- [WHAT THE EXERCISE ASKS]:
Reproduce all of the records below word for word, with no changes.

- [DATA FOR THIS TASK]:
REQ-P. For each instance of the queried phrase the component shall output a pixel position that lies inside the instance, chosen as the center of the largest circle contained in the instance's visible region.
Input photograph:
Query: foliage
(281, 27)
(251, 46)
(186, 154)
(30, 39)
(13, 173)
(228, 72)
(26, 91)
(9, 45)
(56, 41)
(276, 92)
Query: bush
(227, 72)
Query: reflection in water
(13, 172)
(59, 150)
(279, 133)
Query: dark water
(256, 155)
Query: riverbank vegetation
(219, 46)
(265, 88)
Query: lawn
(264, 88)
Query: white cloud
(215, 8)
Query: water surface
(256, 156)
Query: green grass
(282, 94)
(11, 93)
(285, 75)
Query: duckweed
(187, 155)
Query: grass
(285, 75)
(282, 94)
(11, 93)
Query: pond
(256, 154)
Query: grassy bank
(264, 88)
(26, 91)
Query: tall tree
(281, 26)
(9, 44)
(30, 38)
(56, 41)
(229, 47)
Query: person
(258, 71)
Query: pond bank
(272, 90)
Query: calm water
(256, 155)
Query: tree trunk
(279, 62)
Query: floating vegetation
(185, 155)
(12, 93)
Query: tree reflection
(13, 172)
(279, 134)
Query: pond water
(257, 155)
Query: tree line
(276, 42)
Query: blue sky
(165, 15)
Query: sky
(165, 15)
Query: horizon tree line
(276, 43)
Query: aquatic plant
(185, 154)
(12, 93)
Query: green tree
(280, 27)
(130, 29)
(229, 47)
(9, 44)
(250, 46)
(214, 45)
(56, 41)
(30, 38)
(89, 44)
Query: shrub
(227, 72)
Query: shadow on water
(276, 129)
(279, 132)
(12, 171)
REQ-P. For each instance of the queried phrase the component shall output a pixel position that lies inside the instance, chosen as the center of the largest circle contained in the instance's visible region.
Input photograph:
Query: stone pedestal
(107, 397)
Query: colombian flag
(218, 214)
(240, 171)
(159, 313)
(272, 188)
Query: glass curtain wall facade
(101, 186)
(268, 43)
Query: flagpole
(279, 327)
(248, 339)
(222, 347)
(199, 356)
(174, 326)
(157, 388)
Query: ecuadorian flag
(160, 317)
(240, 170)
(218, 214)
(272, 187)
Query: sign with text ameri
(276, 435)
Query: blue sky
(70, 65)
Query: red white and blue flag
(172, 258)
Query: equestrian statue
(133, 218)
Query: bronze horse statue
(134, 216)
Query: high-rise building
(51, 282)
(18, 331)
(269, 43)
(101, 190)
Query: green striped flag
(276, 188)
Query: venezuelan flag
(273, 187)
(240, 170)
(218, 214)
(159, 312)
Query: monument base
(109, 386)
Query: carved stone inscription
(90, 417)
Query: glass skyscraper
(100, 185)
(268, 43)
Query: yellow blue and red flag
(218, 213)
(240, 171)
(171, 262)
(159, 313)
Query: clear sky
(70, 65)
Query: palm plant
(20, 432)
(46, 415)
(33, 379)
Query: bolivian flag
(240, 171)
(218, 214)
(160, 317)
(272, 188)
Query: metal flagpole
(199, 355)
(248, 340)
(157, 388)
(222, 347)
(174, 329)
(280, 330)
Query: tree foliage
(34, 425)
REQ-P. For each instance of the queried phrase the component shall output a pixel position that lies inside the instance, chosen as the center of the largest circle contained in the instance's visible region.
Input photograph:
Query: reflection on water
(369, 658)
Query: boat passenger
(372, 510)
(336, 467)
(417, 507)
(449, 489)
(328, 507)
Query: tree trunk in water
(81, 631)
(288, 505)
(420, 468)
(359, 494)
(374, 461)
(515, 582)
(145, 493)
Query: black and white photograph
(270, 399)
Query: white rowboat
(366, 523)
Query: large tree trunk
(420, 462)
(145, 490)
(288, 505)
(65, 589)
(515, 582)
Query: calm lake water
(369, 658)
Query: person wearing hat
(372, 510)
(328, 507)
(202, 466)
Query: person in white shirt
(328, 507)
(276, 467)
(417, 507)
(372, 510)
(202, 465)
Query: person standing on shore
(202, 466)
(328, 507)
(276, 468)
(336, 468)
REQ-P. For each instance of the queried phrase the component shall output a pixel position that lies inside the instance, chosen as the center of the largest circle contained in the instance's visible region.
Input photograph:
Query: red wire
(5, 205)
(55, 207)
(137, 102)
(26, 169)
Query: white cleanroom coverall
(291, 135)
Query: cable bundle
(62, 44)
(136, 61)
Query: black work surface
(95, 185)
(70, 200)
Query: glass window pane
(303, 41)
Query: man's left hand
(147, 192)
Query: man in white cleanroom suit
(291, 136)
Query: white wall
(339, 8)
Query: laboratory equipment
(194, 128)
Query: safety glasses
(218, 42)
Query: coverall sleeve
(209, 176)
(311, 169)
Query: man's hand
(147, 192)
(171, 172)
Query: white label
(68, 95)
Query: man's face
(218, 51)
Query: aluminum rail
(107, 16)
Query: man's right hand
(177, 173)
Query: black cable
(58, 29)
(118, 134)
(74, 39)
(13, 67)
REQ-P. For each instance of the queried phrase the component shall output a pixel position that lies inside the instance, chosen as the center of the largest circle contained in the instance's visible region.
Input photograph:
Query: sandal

- [SOLUTION BELOW]:
REQ-P. For each instance of the queried phrase the component shall output a pixel position that lies inside the instance, chosen as the center of the largest circle contained in the instance's visible region.
Input photograph:
Query: foliage
(281, 27)
(251, 46)
(186, 154)
(30, 39)
(13, 173)
(228, 72)
(26, 91)
(9, 45)
(56, 41)
(276, 92)
Query: bush
(227, 72)
Query: reflection in water
(13, 172)
(59, 150)
(279, 133)
Query: dark water
(256, 155)
Query: riverbank vegetation
(219, 46)
(265, 88)
Query: lawn
(264, 88)
Query: white cloud
(215, 8)
Query: water surface
(256, 156)
Query: green grass
(282, 94)
(11, 93)
(285, 75)
Query: duckweed
(187, 155)
Query: grass
(285, 75)
(282, 94)
(11, 93)
Query: pond
(256, 154)
Query: grassy bank
(264, 88)
(26, 91)
Query: tall tree
(281, 26)
(9, 44)
(30, 38)
(56, 41)
(229, 47)
Query: person
(258, 71)
Query: pond bank
(272, 90)
Query: calm water
(256, 155)
Query: tree trunk
(279, 62)
Query: floating vegetation
(185, 155)
(12, 93)
Query: tree reflection
(13, 172)
(279, 134)
Query: pond water
(257, 155)
Query: tree line
(276, 42)
Query: blue sky
(165, 15)
Query: sky
(165, 15)
Query: horizon tree line
(276, 43)
Query: aquatic plant
(185, 154)
(12, 93)
Query: green tree
(280, 27)
(130, 29)
(229, 47)
(9, 44)
(250, 46)
(214, 45)
(56, 41)
(30, 38)
(89, 44)
Query: shrub
(227, 72)
Query: shadow on water
(276, 129)
(279, 132)
(12, 171)
REQ-P. For each instance of the queried phrase the component shall output a pixel position that lies inside the instance, chosen as the center of the largest circle contained in the instance's visible region.
Input photograph:
Query: stone pedestal
(107, 397)
Query: colombian flag
(218, 214)
(240, 171)
(159, 313)
(272, 188)
Query: glass curtain wall facade
(101, 186)
(268, 43)
Query: flagpole
(279, 327)
(248, 339)
(222, 347)
(199, 356)
(174, 326)
(157, 388)
Query: ecuadorian flag
(160, 317)
(240, 170)
(218, 214)
(272, 187)
Query: sign with text ameri
(276, 435)
Query: blue sky
(70, 65)
Query: red white and blue flag
(172, 258)
Query: equestrian statue
(133, 218)
Query: bronze horse statue
(134, 216)
Query: high-rise building
(51, 282)
(18, 331)
(269, 43)
(101, 190)
Query: green striped flag
(276, 188)
Query: venezuelan flag
(273, 187)
(240, 170)
(218, 214)
(159, 312)
Query: monument base
(109, 386)
Query: carved stone inscription
(90, 417)
Query: glass skyscraper
(100, 185)
(268, 43)
Query: yellow blue and red flag
(218, 213)
(240, 171)
(171, 262)
(159, 313)
Query: clear sky
(70, 65)
Query: palm plant
(20, 432)
(46, 415)
(33, 379)
Query: bolivian flag
(240, 171)
(218, 214)
(160, 317)
(272, 188)
Query: metal flagpole
(199, 355)
(248, 340)
(157, 388)
(222, 347)
(174, 329)
(280, 330)
Query: tree foliage
(34, 425)
REQ-P. For each instance of the queried phrase the component shall output a pixel position that lies inside the instance, chosen as the center of the largest circle contained in the instance's visible region.
Input photograph:
Query: reflection on water
(369, 658)
Query: boat passenger
(372, 510)
(336, 467)
(417, 507)
(449, 489)
(328, 507)
Query: tree trunk in water
(81, 631)
(288, 505)
(420, 468)
(359, 494)
(374, 461)
(515, 582)
(145, 493)
Query: black and white photograph
(270, 399)
Query: white rowboat
(366, 523)
Query: large tree trunk
(420, 462)
(145, 490)
(288, 505)
(65, 589)
(515, 582)
Query: calm lake water
(369, 658)
Query: person wearing hat
(372, 510)
(328, 507)
(202, 466)
Query: person in white shirt
(328, 507)
(276, 467)
(417, 507)
(372, 510)
(202, 465)
Query: person standing on shore
(202, 466)
(328, 507)
(276, 468)
(336, 468)
REQ-P. For each instance of the queried phrase the component shall output a pixel position that lies inside the instance, chosen as the center of the largest circle contained in the instance's visible region.
Input photograph:
Query: red wire
(5, 205)
(55, 207)
(137, 102)
(26, 169)
Query: white cleanroom coverall
(291, 135)
Query: cable bundle
(62, 44)
(136, 61)
Query: black work surface
(95, 185)
(70, 200)
Query: glass window pane
(303, 41)
Query: man's left hand
(147, 192)
Query: man in white cleanroom suit
(291, 136)
Query: white wall
(339, 8)
Query: laboratory equipment
(194, 128)
Query: safety glasses
(218, 42)
Query: coverall sleeve
(209, 176)
(311, 169)
Query: man's hand
(147, 192)
(171, 172)
Query: white label
(68, 95)
Query: man's face
(218, 51)
Query: aluminum rail
(107, 16)
Query: man's right hand
(177, 173)
Query: black cable
(58, 29)
(118, 134)
(74, 39)
(13, 67)
REQ-P. For each instance of the queried phrase the component shall output a pixel position that lies inside the instance, chosen as the center of the largest circle contained in the instance's visible region.
Input photograph:
Query: sandal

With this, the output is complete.